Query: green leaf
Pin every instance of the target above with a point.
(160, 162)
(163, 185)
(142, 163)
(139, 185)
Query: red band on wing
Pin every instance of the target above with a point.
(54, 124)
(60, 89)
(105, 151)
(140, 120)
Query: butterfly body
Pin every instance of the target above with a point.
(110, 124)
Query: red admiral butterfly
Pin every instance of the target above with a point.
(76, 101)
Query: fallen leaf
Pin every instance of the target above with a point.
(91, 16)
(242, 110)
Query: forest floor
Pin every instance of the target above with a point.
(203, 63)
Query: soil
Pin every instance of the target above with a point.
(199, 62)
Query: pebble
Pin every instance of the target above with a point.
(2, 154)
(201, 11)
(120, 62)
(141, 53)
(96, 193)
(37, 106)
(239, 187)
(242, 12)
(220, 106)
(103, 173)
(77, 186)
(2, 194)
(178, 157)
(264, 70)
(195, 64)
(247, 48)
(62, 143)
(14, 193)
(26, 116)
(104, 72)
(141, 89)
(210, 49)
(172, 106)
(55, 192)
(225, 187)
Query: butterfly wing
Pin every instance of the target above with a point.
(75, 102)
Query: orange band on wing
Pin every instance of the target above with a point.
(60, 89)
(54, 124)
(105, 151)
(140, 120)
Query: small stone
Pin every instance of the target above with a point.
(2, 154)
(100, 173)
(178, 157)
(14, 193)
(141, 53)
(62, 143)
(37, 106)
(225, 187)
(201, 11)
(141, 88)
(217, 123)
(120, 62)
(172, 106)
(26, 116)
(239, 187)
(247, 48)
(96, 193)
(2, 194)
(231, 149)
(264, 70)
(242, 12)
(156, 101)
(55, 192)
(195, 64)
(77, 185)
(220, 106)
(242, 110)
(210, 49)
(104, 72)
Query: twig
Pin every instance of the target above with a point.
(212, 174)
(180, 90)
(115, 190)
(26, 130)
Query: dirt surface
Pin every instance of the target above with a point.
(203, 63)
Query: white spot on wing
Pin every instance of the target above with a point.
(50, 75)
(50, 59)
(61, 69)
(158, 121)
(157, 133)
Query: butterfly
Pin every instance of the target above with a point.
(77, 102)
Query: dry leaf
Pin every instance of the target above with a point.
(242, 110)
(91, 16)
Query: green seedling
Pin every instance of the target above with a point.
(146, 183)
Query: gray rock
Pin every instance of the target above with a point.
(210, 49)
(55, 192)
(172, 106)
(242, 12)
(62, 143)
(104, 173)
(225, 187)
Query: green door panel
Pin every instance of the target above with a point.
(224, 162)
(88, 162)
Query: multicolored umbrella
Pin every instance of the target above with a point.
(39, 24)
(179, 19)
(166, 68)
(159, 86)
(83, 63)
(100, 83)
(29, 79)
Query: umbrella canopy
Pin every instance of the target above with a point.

* _Assigned task_
Quote the listing above, but only from the line that shows "Query: fallen leaf" through the line that shows "Query: small stone".

* _Answer section_
Query: fallen leaf
Pin every instance of the target above with a point.
(91, 16)
(242, 110)
Query: forest floor
Pin every instance of the target above with a point.
(203, 63)
Query: soil
Pin every instance of the target above with a point.
(199, 62)
Query: pebble
Pin every instance of the target above with a point.
(2, 154)
(201, 11)
(120, 62)
(141, 53)
(96, 193)
(37, 106)
(239, 187)
(242, 12)
(220, 106)
(103, 173)
(77, 186)
(2, 194)
(178, 157)
(264, 70)
(195, 64)
(247, 48)
(62, 143)
(14, 193)
(26, 116)
(104, 72)
(141, 89)
(210, 49)
(172, 106)
(55, 192)
(225, 187)
Query: butterfly wing
Pin every instance of the target above with a point.
(75, 102)
Query: orange band on wing
Pin every instance of the target above with a point.
(60, 89)
(54, 124)
(105, 151)
(140, 120)
Query: small stone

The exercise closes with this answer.